» WHAT NEEDS TO BE DONE:
Transcribe the records in their entirety, exactly as given.

[Stored data entries]
• • • •
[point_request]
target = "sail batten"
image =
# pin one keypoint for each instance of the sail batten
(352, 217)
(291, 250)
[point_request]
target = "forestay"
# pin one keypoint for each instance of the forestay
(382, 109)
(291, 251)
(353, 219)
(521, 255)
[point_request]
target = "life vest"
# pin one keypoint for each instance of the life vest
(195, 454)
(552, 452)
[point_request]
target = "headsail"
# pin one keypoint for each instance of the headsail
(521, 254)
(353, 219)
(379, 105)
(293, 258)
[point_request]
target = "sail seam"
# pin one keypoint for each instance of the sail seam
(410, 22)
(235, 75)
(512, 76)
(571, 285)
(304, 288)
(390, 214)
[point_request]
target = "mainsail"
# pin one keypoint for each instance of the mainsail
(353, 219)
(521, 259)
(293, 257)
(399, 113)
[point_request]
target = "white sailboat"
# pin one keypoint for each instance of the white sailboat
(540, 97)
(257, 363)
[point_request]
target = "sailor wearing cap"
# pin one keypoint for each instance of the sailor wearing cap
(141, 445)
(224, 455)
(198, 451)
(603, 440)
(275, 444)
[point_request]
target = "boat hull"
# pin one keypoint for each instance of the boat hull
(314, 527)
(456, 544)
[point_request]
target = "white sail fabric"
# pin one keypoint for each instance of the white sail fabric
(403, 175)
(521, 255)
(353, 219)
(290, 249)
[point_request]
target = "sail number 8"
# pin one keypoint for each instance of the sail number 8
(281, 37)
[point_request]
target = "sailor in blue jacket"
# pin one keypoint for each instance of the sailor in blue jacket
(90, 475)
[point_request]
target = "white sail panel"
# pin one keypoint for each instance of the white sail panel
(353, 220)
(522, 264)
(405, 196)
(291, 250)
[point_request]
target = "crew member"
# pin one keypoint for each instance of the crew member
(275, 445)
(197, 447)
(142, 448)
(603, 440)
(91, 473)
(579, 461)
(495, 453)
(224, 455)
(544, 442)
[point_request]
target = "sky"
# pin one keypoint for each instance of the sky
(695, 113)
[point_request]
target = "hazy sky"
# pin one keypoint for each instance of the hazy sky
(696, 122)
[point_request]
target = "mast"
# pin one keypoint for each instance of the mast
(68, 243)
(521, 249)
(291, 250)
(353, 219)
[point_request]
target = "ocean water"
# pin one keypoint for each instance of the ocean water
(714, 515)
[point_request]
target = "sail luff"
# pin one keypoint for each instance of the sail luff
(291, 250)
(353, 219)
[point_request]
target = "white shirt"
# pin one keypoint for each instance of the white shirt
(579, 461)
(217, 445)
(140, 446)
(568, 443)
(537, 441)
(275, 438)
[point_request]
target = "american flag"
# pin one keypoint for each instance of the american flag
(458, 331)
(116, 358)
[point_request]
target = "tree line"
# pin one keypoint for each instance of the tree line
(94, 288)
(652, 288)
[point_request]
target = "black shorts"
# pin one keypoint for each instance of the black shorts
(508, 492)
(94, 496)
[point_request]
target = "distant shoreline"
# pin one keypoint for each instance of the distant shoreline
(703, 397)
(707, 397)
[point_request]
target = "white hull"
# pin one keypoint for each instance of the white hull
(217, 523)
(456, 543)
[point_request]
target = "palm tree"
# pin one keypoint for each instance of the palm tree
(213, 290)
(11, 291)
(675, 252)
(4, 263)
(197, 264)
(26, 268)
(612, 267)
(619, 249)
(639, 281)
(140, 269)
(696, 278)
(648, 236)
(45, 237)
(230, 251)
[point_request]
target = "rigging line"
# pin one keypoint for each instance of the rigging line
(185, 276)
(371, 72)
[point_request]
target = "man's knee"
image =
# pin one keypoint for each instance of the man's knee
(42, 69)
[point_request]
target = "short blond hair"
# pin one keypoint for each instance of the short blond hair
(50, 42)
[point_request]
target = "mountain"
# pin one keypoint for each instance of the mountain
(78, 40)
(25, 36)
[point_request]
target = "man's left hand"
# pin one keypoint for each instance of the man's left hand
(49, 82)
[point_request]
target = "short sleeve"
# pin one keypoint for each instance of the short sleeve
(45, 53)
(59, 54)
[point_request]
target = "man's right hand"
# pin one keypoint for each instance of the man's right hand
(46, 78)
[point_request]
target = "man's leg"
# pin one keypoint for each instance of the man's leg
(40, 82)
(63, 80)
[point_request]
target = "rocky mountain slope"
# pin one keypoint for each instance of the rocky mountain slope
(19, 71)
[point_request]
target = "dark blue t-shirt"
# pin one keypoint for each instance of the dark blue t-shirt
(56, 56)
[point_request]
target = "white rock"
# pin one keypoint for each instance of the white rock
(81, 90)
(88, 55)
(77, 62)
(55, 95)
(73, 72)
• • • •
» COMPLETED EXERCISE:
[point_request]
target = "sail batten"
image =
# pin one keypoint for each instance of the sail batten
(352, 217)
(291, 250)
[point_request]
target = "forestay"
# pin one keypoint for each instance of the forestay
(382, 109)
(291, 251)
(353, 219)
(521, 255)
[point_request]
target = "life vest"
# pin one keypoint for each instance of the life vest
(195, 454)
(552, 452)
[point_request]
target = "headsail"
# pin one keypoint for each instance of the headsail
(521, 254)
(353, 219)
(379, 105)
(293, 258)
[point_request]
target = "sail seam"
# pin one keypoint for each instance of the sail seam
(410, 22)
(235, 75)
(512, 76)
(571, 285)
(304, 288)
(390, 214)
[point_request]
target = "mainsail"
# pin one keypoint for each instance of the mainsail
(353, 219)
(521, 259)
(293, 257)
(399, 113)
[point_request]
target = "white sailboat"
# pin one keypoint for each instance of the white sailboat
(540, 97)
(257, 363)
[point_request]
target = "sailor wearing cap"
# pin one keypoint for each instance of the sailor wearing cap
(141, 445)
(224, 455)
(198, 451)
(603, 440)
(275, 444)
[point_request]
target = "boat hull"
# pin one keypoint for each instance of the boat hull
(314, 527)
(456, 544)
[point_request]
target = "white sail fabric"
# pin one keypoint for each instance of the white sail fabric
(403, 175)
(521, 255)
(353, 219)
(290, 249)
[point_request]
target = "sail number 8"
# pin one keypoint for each instance of the sail number 8
(281, 37)
[point_request]
target = "sailor in blue jacket"
# pin one keypoint for each instance of the sailor in blue jacket
(90, 475)
[point_request]
target = "white sail panel"
# pin one keypoint for each instance of the white sail panel
(353, 220)
(522, 264)
(405, 196)
(291, 250)
[point_request]
target = "crew member"
# pin one keypoint for each instance of the crew member
(275, 445)
(197, 447)
(142, 448)
(603, 440)
(91, 473)
(579, 461)
(495, 453)
(224, 455)
(544, 442)
[point_request]
target = "sky"
# pin one keypoint for each instance of the sky
(695, 113)
[point_request]
target = "hazy sky"
# pin one keypoint for each instance of the hazy sky
(696, 122)
[point_request]
target = "mast"
# pin one keypoint for each instance of the mast
(68, 243)
(521, 249)
(291, 250)
(353, 219)
[point_request]
target = "ocean water"
# pin one keypoint for each instance of the ocean water
(714, 515)
[point_request]
target = "sail luff"
# pin one keypoint for each instance of the sail luff
(291, 250)
(353, 219)
[point_request]
target = "white shirt"
# pin one keypoint for each instance of the white shirt
(579, 461)
(217, 445)
(140, 446)
(568, 443)
(537, 441)
(275, 438)
[point_request]
target = "american flag"
# pin one keypoint for each instance of the american flag
(458, 331)
(116, 358)
[point_request]
target = "tree line"
# pin one keypoint for each instance of the tree line
(94, 288)
(652, 288)
[point_request]
target = "black shorts"
# pin one keypoint for each instance of the black shorts
(508, 492)
(94, 496)
[point_request]
target = "distant shoreline"
# pin one keypoint for each instance of the distant shoreline
(703, 397)
(707, 397)
[point_request]
target = "white hull"
# pin one keypoint for each instance of the white hull
(217, 523)
(456, 543)
[point_request]
target = "palm tree"
# pin one keypoint for each instance of the palm tree
(213, 290)
(11, 291)
(675, 252)
(4, 263)
(197, 264)
(26, 268)
(612, 267)
(619, 249)
(639, 281)
(140, 269)
(696, 278)
(648, 236)
(45, 237)
(230, 251)
[point_request]
target = "rigging line"
# pin one keypoint for each instance of the rigging line
(185, 276)
(371, 72)
[point_request]
target = "man's knee"
image =
# pin one keypoint for each instance of the man's knee
(42, 69)
[point_request]
target = "short blond hair"
# pin one keypoint for each instance of the short blond hair
(50, 42)
[point_request]
target = "mountain"
# pin one keypoint for each instance of the mountain
(78, 40)
(25, 36)
[point_request]
target = "man's left hand"
# pin one keypoint for each instance of the man's left hand
(49, 82)
[point_request]
target = "short sleeve"
# pin one keypoint for each instance of the short sleeve
(45, 53)
(59, 54)
[point_request]
target = "man's right hand"
# pin one keypoint for each instance of the man's right hand
(46, 78)
[point_request]
target = "man's leg"
# pin one keypoint for each instance of the man's leg
(40, 82)
(63, 80)
[point_request]
target = "rocky mountain slope"
# pin one keypoint for each instance of the rocky mountain slope
(19, 71)
[point_request]
target = "dark blue t-shirt"
# pin one keypoint for each instance of the dark blue t-shirt
(56, 56)
[point_request]
target = "white rock"
# pin one keypoint for each instance of the white rock
(81, 90)
(88, 55)
(77, 62)
(55, 95)
(73, 72)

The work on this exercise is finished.